Count the lines in the records that contain the string "background", matching case exactly, and reply with that number alone.

* start EXTRACTED DATA *

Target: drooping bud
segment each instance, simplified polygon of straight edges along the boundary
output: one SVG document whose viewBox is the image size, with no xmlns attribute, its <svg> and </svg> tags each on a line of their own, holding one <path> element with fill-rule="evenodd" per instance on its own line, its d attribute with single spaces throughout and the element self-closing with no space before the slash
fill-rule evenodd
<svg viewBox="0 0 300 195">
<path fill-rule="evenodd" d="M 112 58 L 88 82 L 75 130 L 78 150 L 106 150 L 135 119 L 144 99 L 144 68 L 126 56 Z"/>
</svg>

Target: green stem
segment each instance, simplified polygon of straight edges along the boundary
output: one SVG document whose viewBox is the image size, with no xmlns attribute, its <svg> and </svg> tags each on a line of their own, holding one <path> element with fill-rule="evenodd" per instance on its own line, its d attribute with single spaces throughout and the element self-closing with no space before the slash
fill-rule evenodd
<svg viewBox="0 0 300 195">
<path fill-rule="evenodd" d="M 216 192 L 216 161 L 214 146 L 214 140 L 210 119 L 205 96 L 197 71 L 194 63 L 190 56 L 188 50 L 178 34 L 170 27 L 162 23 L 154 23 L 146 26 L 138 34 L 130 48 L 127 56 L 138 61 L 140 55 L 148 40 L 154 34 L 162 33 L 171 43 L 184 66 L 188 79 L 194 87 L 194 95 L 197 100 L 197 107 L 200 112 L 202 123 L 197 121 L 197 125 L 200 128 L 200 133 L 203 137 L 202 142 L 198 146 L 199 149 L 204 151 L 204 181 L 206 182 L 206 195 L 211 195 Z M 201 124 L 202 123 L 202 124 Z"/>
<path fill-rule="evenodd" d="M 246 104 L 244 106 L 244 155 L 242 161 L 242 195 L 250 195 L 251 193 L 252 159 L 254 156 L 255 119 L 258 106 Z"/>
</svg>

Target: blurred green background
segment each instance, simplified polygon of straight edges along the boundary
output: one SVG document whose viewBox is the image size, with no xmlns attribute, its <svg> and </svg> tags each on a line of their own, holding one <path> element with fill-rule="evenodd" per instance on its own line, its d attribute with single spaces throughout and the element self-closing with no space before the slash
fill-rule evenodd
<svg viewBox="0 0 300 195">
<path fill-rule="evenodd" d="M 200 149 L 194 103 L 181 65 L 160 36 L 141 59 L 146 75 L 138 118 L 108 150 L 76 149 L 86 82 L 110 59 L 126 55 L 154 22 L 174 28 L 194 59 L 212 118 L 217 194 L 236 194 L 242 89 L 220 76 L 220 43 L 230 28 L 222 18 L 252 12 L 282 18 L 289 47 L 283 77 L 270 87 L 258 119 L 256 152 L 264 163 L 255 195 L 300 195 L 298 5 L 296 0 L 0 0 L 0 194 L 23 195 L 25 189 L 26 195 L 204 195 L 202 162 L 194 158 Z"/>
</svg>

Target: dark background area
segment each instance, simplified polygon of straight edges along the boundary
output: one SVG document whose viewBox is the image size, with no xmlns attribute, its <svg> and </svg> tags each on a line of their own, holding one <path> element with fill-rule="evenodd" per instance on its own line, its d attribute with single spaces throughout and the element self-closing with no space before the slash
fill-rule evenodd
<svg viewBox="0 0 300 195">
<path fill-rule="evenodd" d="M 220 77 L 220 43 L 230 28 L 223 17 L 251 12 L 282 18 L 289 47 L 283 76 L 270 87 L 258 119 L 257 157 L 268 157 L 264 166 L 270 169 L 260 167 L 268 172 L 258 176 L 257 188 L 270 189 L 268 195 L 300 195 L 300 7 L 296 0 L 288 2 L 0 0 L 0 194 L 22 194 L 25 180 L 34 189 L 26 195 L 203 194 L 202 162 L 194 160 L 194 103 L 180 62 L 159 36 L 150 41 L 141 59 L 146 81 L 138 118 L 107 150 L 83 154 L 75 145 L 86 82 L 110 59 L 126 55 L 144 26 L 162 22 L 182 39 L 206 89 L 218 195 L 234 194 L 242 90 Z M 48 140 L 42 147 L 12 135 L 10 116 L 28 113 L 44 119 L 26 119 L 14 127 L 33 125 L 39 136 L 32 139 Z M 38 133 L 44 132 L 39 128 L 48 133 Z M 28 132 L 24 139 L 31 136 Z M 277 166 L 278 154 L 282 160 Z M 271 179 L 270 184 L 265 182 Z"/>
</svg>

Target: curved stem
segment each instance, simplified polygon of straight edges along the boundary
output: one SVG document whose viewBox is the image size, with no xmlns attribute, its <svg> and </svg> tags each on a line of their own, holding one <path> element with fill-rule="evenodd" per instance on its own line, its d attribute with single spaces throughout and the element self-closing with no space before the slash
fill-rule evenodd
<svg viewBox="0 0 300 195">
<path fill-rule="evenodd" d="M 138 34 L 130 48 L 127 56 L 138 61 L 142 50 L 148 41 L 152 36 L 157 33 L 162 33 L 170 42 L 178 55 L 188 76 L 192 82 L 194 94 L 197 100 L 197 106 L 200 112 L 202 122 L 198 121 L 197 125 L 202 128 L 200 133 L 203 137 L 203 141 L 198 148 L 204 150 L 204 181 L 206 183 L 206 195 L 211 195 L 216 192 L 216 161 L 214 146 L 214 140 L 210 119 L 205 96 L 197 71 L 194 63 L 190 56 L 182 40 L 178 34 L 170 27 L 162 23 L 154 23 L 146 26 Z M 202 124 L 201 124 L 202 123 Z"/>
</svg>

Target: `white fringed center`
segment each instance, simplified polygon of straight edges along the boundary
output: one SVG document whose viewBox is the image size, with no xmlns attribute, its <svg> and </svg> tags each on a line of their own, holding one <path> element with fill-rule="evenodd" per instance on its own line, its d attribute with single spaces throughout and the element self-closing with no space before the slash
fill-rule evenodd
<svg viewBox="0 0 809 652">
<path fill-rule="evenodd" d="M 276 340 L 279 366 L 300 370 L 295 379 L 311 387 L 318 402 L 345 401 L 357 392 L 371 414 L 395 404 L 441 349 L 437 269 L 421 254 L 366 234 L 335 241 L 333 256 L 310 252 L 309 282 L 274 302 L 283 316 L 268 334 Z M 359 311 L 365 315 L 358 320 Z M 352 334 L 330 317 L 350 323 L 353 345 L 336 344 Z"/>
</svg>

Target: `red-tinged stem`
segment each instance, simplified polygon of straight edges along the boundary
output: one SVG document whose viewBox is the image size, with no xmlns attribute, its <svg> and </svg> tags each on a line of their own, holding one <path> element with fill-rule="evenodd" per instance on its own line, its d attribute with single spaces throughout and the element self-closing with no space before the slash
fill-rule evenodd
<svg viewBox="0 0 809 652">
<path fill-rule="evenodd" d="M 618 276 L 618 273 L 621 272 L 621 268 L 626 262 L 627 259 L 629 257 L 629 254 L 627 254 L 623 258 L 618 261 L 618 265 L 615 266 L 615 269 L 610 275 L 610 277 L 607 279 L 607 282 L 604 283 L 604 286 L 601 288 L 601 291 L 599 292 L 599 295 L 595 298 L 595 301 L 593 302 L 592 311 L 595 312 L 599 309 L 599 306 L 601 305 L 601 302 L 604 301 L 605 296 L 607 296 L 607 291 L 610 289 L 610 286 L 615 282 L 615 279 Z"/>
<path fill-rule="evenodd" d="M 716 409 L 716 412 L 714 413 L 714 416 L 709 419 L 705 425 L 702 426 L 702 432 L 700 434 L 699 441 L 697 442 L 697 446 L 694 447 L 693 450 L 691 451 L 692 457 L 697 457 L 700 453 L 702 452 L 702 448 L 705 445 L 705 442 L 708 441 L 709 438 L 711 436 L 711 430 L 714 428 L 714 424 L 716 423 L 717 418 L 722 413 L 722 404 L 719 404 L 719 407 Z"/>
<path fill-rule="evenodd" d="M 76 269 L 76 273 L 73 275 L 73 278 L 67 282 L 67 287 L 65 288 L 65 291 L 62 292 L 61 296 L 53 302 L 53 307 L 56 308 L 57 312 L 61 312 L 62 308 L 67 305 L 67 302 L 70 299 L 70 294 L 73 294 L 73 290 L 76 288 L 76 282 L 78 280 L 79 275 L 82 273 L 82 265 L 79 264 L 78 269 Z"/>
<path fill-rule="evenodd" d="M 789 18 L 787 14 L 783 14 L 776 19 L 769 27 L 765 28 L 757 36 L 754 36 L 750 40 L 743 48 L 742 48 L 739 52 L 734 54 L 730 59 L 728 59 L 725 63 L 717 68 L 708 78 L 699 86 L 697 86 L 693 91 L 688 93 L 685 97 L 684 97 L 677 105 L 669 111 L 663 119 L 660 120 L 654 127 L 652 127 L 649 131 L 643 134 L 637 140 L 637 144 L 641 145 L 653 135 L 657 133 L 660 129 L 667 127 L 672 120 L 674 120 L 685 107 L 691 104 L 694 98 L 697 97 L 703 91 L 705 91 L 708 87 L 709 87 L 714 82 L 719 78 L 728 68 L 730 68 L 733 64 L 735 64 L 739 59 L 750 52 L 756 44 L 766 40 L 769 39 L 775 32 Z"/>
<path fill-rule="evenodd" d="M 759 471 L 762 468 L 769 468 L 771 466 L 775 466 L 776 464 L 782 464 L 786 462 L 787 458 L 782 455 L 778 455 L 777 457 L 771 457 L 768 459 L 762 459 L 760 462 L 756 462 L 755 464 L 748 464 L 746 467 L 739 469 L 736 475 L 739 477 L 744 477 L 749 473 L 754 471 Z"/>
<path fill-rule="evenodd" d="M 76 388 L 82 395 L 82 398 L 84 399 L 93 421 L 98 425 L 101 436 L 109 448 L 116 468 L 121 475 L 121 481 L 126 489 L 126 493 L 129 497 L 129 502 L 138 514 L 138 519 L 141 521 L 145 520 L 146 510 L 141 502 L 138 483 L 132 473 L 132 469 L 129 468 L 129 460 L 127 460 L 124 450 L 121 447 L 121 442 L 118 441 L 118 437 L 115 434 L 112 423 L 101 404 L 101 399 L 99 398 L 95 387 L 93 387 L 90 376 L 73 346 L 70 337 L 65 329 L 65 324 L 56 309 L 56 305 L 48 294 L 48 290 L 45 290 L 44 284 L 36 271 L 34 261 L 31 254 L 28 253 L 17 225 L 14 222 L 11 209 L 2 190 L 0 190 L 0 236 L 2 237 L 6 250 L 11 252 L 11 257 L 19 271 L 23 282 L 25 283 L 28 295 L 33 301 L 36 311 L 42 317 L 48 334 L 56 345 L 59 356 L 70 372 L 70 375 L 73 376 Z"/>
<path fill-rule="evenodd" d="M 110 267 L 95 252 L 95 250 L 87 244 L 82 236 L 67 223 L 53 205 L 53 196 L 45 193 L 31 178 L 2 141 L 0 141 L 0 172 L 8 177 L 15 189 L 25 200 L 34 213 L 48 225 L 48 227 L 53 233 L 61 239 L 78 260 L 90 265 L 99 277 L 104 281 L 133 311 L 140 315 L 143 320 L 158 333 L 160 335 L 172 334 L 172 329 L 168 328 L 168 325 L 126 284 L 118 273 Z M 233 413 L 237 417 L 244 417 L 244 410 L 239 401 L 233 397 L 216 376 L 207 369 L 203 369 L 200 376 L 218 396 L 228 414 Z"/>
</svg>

* end EXTRACTED DATA *

> [ANSWER IN FULL]: 2